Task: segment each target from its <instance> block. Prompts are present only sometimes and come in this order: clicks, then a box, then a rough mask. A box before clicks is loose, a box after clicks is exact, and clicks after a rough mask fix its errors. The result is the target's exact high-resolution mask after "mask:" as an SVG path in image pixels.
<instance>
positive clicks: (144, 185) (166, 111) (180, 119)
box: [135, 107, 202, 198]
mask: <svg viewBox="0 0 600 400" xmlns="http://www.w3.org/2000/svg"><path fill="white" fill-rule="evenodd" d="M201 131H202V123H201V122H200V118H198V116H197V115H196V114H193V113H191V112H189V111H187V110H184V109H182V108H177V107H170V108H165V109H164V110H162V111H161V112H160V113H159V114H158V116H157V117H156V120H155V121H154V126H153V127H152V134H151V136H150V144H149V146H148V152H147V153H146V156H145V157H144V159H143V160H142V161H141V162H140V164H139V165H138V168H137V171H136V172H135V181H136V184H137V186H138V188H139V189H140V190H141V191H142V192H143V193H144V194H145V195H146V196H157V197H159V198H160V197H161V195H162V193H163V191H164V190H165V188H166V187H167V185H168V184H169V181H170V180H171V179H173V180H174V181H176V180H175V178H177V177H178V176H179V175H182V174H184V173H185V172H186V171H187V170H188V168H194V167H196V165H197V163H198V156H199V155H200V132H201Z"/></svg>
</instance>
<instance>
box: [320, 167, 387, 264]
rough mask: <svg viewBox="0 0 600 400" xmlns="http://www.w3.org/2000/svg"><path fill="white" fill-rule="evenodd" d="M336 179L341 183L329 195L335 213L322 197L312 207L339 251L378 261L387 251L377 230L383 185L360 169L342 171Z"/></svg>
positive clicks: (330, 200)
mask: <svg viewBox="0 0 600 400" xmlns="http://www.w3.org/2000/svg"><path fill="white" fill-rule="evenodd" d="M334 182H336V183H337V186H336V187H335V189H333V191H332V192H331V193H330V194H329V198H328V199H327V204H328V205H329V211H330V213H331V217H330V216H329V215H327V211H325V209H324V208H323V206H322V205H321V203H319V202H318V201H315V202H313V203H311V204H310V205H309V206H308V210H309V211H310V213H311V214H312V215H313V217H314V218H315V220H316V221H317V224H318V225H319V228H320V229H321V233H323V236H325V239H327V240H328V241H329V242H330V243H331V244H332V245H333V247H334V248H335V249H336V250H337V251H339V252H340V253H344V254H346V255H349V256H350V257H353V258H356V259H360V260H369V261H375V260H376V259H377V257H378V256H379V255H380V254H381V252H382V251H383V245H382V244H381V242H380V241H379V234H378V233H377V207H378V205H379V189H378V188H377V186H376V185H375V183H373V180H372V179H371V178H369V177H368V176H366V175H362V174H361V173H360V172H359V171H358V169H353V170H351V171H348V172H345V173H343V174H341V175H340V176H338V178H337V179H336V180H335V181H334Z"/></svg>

▶ [ACTION ITEM]:
What is the number of lines in the listing above that hold "instance"? Respond with that number and nothing else.

▶ [OUTPUT BELOW]:
4